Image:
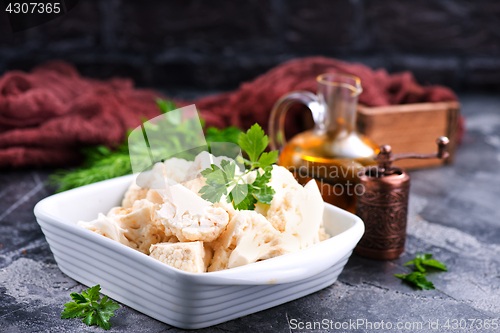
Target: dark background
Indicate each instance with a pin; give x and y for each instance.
(215, 45)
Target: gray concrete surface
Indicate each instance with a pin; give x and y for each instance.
(454, 213)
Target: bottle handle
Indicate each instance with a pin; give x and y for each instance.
(278, 113)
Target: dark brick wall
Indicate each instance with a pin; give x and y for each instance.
(218, 44)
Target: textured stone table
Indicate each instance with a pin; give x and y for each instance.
(454, 213)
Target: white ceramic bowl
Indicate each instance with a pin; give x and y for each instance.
(178, 298)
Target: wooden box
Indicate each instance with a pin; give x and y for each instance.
(412, 128)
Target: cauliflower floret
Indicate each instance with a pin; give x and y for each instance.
(195, 184)
(322, 234)
(189, 217)
(227, 206)
(203, 161)
(134, 192)
(130, 226)
(248, 238)
(295, 210)
(189, 257)
(141, 230)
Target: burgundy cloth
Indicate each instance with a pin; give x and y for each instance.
(253, 101)
(48, 114)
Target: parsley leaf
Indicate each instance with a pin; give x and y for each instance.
(253, 142)
(425, 259)
(101, 163)
(417, 279)
(88, 307)
(243, 196)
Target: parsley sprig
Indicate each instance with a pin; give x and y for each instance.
(87, 306)
(425, 260)
(243, 195)
(418, 278)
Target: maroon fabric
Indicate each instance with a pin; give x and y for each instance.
(253, 101)
(48, 114)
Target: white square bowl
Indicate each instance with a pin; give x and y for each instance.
(175, 297)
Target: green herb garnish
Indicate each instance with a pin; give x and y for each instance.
(103, 163)
(87, 306)
(425, 259)
(418, 279)
(243, 196)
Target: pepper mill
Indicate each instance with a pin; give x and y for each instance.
(383, 205)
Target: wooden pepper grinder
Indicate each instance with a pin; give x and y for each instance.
(383, 205)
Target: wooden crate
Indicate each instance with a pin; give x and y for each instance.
(412, 128)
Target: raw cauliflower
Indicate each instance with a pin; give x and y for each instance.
(134, 192)
(189, 217)
(249, 237)
(131, 226)
(190, 257)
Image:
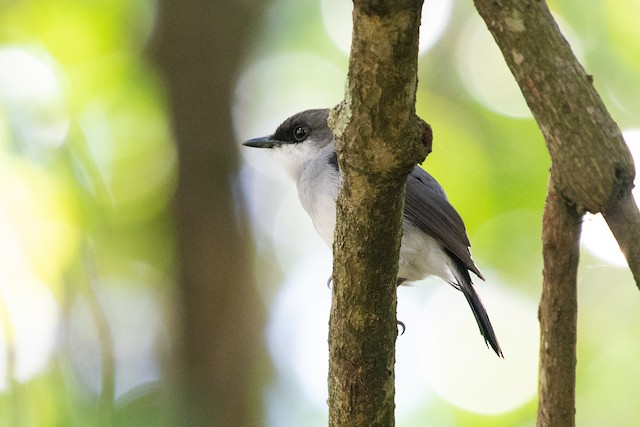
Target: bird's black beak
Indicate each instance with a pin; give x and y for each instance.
(262, 142)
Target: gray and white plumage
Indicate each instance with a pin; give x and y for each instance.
(434, 240)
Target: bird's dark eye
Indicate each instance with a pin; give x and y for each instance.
(300, 133)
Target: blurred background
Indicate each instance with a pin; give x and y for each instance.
(88, 169)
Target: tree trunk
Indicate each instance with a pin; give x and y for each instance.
(378, 143)
(561, 226)
(592, 170)
(198, 47)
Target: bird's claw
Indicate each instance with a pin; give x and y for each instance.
(404, 328)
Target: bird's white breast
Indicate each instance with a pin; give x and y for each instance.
(317, 190)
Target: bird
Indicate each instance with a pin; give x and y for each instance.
(434, 238)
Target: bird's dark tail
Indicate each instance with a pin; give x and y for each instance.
(482, 318)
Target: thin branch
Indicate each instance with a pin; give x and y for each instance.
(623, 219)
(558, 307)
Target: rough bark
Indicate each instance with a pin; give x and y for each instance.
(592, 170)
(198, 47)
(378, 143)
(561, 227)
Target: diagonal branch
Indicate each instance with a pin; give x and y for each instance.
(592, 170)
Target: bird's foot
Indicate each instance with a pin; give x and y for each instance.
(403, 327)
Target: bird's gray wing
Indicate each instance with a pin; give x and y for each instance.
(427, 207)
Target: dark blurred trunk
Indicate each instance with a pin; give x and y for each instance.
(198, 47)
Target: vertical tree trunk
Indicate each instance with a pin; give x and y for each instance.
(378, 143)
(199, 47)
(558, 312)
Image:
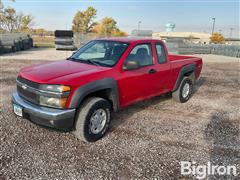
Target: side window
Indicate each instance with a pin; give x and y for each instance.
(142, 54)
(160, 53)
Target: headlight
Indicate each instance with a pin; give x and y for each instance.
(55, 96)
(55, 88)
(53, 102)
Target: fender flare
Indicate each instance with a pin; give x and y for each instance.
(186, 69)
(94, 86)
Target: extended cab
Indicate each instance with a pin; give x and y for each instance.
(105, 75)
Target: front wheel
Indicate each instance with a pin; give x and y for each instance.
(92, 119)
(184, 91)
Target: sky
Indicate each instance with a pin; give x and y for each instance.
(187, 15)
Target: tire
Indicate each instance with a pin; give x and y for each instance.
(181, 94)
(84, 128)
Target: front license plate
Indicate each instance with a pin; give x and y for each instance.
(17, 110)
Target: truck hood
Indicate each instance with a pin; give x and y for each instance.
(47, 73)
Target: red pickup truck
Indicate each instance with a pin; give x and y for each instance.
(79, 93)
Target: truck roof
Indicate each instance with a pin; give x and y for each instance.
(129, 39)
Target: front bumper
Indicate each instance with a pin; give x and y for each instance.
(50, 117)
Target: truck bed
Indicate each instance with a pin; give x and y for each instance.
(180, 58)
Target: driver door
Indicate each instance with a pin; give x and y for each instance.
(138, 84)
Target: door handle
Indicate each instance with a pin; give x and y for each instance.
(152, 71)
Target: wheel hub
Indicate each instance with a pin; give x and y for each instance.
(186, 90)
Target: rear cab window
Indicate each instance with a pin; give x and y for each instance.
(141, 53)
(161, 54)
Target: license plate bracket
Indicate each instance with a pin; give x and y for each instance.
(18, 110)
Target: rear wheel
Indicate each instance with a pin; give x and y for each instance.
(92, 119)
(184, 91)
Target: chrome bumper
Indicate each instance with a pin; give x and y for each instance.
(56, 118)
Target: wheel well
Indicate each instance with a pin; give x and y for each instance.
(191, 75)
(104, 93)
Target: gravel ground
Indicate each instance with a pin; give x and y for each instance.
(146, 140)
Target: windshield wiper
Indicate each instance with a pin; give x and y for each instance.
(92, 62)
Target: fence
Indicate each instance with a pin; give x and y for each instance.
(12, 42)
(181, 47)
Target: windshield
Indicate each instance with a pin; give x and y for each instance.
(100, 52)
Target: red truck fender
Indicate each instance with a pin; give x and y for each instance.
(106, 87)
(185, 71)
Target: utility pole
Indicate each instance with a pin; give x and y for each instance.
(231, 30)
(139, 22)
(214, 19)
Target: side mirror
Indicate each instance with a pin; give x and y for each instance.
(131, 65)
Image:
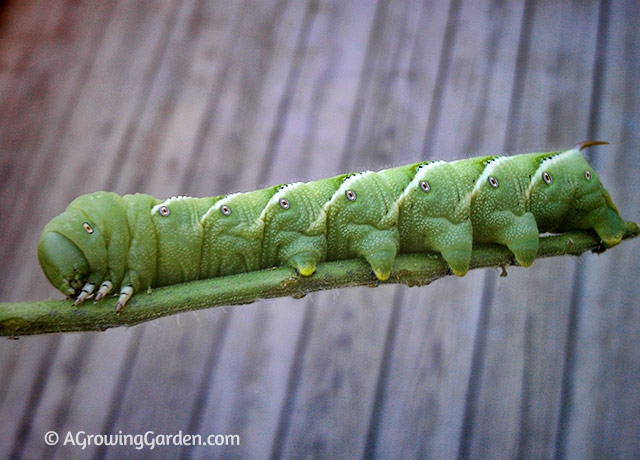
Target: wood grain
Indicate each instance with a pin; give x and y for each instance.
(201, 97)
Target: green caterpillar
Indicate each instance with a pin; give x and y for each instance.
(131, 243)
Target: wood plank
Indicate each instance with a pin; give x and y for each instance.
(602, 395)
(428, 389)
(517, 360)
(208, 98)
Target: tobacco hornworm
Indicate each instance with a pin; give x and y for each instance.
(134, 242)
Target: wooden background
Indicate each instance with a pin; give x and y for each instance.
(207, 97)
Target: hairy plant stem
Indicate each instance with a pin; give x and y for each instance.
(49, 316)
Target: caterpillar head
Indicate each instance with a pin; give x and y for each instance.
(73, 246)
(566, 185)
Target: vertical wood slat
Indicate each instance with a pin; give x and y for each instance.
(206, 98)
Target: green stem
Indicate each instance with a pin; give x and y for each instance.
(47, 316)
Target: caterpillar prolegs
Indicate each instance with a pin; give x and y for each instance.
(104, 242)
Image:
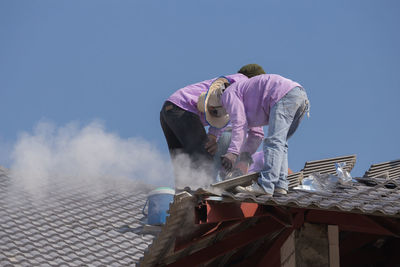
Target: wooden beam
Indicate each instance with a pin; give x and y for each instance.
(333, 239)
(229, 243)
(275, 249)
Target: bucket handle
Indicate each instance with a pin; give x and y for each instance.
(144, 207)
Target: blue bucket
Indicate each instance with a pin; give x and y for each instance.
(158, 201)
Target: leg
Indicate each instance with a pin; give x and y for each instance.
(223, 143)
(275, 146)
(188, 132)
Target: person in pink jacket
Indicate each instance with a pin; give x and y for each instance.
(183, 124)
(266, 99)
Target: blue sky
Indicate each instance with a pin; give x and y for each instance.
(117, 61)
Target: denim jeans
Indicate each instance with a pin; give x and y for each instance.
(284, 118)
(223, 144)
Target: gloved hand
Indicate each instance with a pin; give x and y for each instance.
(242, 166)
(211, 145)
(244, 162)
(228, 160)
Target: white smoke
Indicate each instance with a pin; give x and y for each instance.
(188, 176)
(85, 154)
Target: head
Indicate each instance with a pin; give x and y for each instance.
(251, 70)
(210, 104)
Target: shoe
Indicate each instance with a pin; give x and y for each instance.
(280, 191)
(254, 188)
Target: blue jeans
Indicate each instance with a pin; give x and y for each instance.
(284, 118)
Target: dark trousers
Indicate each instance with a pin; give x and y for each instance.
(185, 133)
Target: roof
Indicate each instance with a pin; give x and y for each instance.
(221, 237)
(72, 225)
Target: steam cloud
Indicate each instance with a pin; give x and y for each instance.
(87, 154)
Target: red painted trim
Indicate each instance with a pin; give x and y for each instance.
(222, 211)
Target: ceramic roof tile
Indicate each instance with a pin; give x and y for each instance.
(71, 225)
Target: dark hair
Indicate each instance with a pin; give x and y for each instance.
(251, 70)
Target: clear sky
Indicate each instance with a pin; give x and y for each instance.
(118, 60)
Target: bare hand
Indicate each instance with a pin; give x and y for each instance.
(211, 145)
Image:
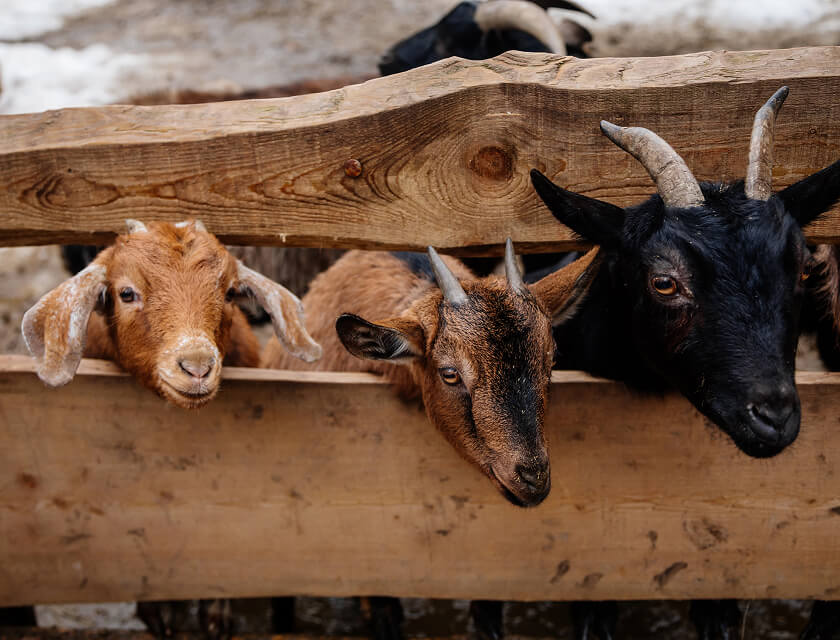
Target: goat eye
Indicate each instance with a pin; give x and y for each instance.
(450, 375)
(664, 285)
::::
◆ **Exercise directions**
Could you swap "roof" for "rooftop" in the lines from the one containing "Target: blue jeans" through the end of the items, reproducing only those lines, otherwise unchanged and without the pictures?

◆ **Task solution**
Target: blue jeans
Indicate each instance with a pin; give x and y for each instance.
(284, 118)
Target: dark trousers
Indicate each instance with a pin; give x and y for each instance.
(185, 133)
Target: rooftop
Indicate each instance with a pin; give x and y for each instance.
(221, 237)
(72, 225)
Target: steam cloud
Indicate each instance with a pin; give x and y for each instance.
(87, 154)
Target: red painted trim
Indicate each instance with a pin; give x and y for each instance.
(222, 211)
Target: ceramic rooftop tile
Indicate each instance with a pin; give x and y for each instance.
(71, 225)
Target: dark hair
Indicate each instance with a pin; give x and y for each instance.
(251, 70)
Target: clear sky
Indicate each instance with a pin; give x and y for each instance.
(118, 60)
Target: bare hand
Indicate each instance with a pin; give x and y for each instance.
(211, 145)
Image:
Target: goat eye
Indicate each instance with a pin; give x and y for each instance.
(450, 375)
(664, 285)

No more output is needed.